» **What you need to do**
Your answer should give again, exactly, the lines from the beginning of the entries below through the line containing "Target: pink lotus bud". It must contain no pictures.

» **Given records**
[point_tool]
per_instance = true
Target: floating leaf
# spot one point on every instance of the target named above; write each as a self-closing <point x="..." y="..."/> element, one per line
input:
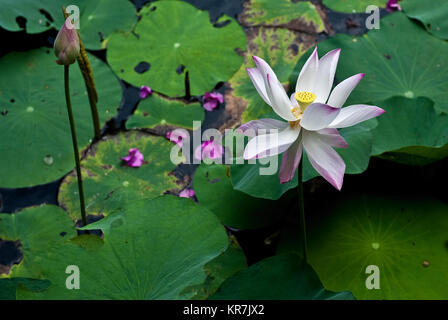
<point x="98" y="19"/>
<point x="391" y="68"/>
<point x="280" y="48"/>
<point x="234" y="209"/>
<point x="36" y="120"/>
<point x="300" y="16"/>
<point x="157" y="110"/>
<point x="108" y="184"/>
<point x="221" y="268"/>
<point x="248" y="178"/>
<point x="406" y="238"/>
<point x="8" y="287"/>
<point x="432" y="15"/>
<point x="152" y="249"/>
<point x="172" y="38"/>
<point x="426" y="131"/>
<point x="350" y="6"/>
<point x="282" y="277"/>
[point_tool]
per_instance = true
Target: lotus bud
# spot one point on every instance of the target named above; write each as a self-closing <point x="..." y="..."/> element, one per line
<point x="66" y="45"/>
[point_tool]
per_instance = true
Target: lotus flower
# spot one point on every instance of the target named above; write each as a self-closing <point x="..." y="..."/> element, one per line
<point x="312" y="116"/>
<point x="66" y="44"/>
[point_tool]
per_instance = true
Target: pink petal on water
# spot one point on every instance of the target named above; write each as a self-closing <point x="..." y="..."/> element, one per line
<point x="145" y="91"/>
<point x="134" y="159"/>
<point x="187" y="193"/>
<point x="212" y="100"/>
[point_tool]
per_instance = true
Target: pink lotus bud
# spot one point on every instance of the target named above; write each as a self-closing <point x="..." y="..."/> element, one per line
<point x="66" y="45"/>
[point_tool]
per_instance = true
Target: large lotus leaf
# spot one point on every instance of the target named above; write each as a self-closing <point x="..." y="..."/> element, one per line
<point x="38" y="229"/>
<point x="219" y="269"/>
<point x="280" y="277"/>
<point x="406" y="238"/>
<point x="293" y="14"/>
<point x="247" y="178"/>
<point x="280" y="48"/>
<point x="98" y="19"/>
<point x="391" y="68"/>
<point x="109" y="184"/>
<point x="36" y="144"/>
<point x="170" y="39"/>
<point x="353" y="6"/>
<point x="234" y="208"/>
<point x="151" y="249"/>
<point x="157" y="110"/>
<point x="8" y="287"/>
<point x="432" y="15"/>
<point x="413" y="130"/>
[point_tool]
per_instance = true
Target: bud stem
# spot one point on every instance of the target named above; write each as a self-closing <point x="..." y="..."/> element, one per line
<point x="75" y="144"/>
<point x="302" y="211"/>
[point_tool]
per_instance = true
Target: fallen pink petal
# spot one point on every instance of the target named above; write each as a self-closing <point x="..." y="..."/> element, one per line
<point x="393" y="5"/>
<point x="134" y="159"/>
<point x="145" y="91"/>
<point x="187" y="193"/>
<point x="176" y="136"/>
<point x="209" y="149"/>
<point x="212" y="100"/>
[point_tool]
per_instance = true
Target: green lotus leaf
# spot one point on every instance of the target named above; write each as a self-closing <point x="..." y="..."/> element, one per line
<point x="293" y="14"/>
<point x="171" y="39"/>
<point x="404" y="237"/>
<point x="219" y="269"/>
<point x="247" y="178"/>
<point x="350" y="6"/>
<point x="233" y="208"/>
<point x="152" y="249"/>
<point x="391" y="68"/>
<point x="157" y="110"/>
<point x="109" y="184"/>
<point x="282" y="277"/>
<point x="432" y="15"/>
<point x="8" y="286"/>
<point x="280" y="48"/>
<point x="98" y="19"/>
<point x="34" y="126"/>
<point x="426" y="137"/>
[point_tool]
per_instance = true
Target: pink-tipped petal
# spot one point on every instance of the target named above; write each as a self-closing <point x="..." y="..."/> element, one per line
<point x="327" y="162"/>
<point x="351" y="115"/>
<point x="252" y="127"/>
<point x="270" y="144"/>
<point x="318" y="116"/>
<point x="280" y="101"/>
<point x="257" y="79"/>
<point x="308" y="75"/>
<point x="325" y="75"/>
<point x="331" y="137"/>
<point x="341" y="92"/>
<point x="290" y="162"/>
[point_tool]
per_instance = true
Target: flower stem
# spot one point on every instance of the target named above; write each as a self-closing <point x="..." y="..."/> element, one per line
<point x="75" y="144"/>
<point x="302" y="212"/>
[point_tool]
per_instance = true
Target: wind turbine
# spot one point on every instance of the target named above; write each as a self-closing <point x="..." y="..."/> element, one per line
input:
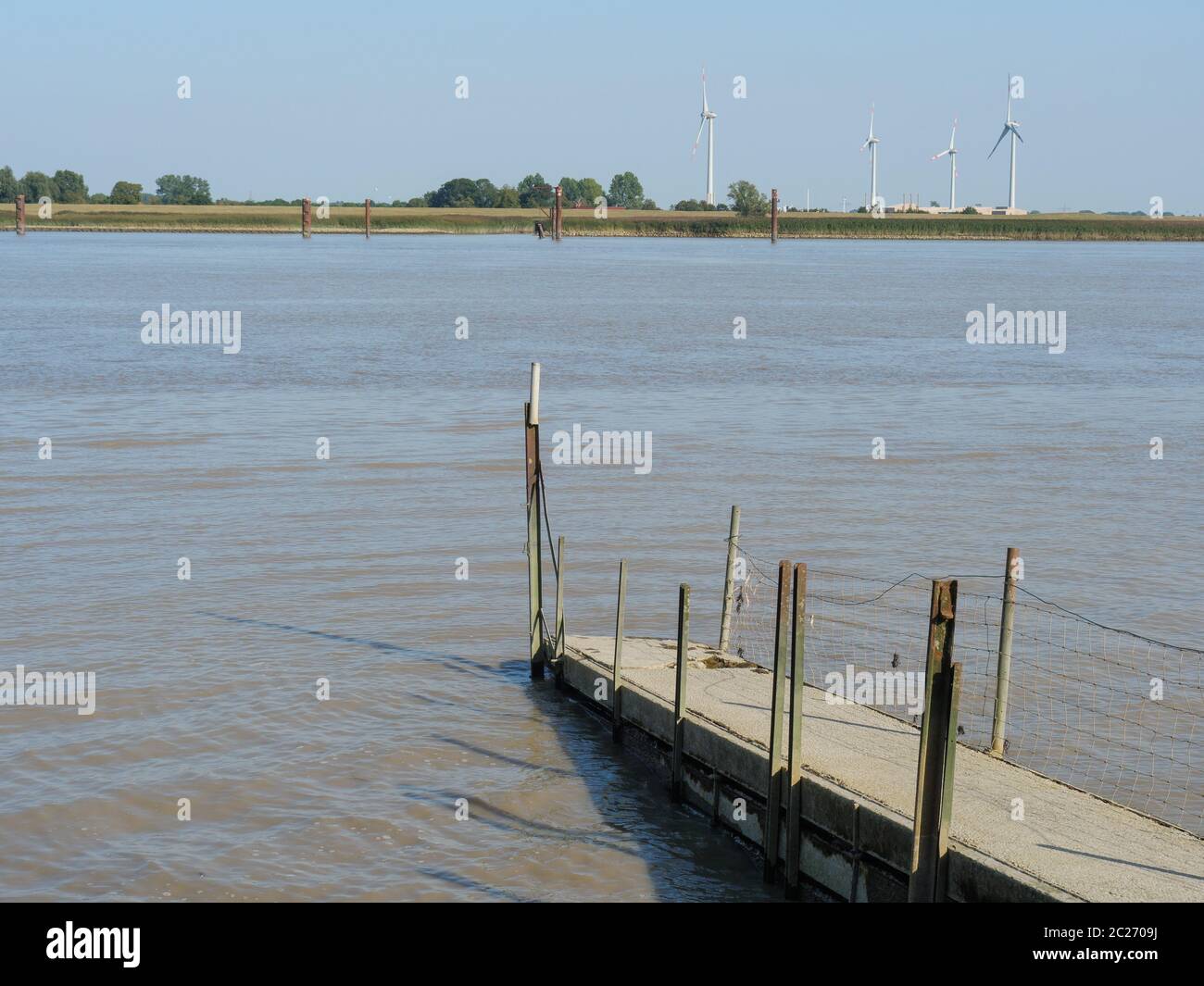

» **Output of the task**
[point_tool]
per_instance = true
Target: floating leaf
# spot one point on every instance of the target named above; write each as a self-closing <point x="..." y="..."/> element, one per line
input:
<point x="98" y="19"/>
<point x="391" y="68"/>
<point x="280" y="48"/>
<point x="234" y="209"/>
<point x="36" y="120"/>
<point x="300" y="16"/>
<point x="157" y="110"/>
<point x="108" y="184"/>
<point x="221" y="268"/>
<point x="248" y="178"/>
<point x="406" y="238"/>
<point x="8" y="287"/>
<point x="432" y="15"/>
<point x="152" y="249"/>
<point x="172" y="38"/>
<point x="426" y="131"/>
<point x="350" y="6"/>
<point x="282" y="277"/>
[point_tool]
per_instance = true
Target: lotus bud
# spot one point on every instance of the target named above; write each as a self-closing <point x="..." y="..."/> element, one per line
<point x="66" y="45"/>
[point_tool]
per_instance = true
Target: lotus flower
# spot one point on every instance of the target named above; write each as a self-closing <point x="..." y="..."/> element, one per line
<point x="312" y="116"/>
<point x="66" y="44"/>
[point_tool]
per_instance = true
Target: pink petal on water
# spot one point on every instance of the target named above; write each as a self-closing <point x="..." y="..."/> element, one per line
<point x="145" y="91"/>
<point x="134" y="159"/>
<point x="187" y="193"/>
<point x="212" y="100"/>
[point_tool]
per_instance = true
Target: pink lotus bud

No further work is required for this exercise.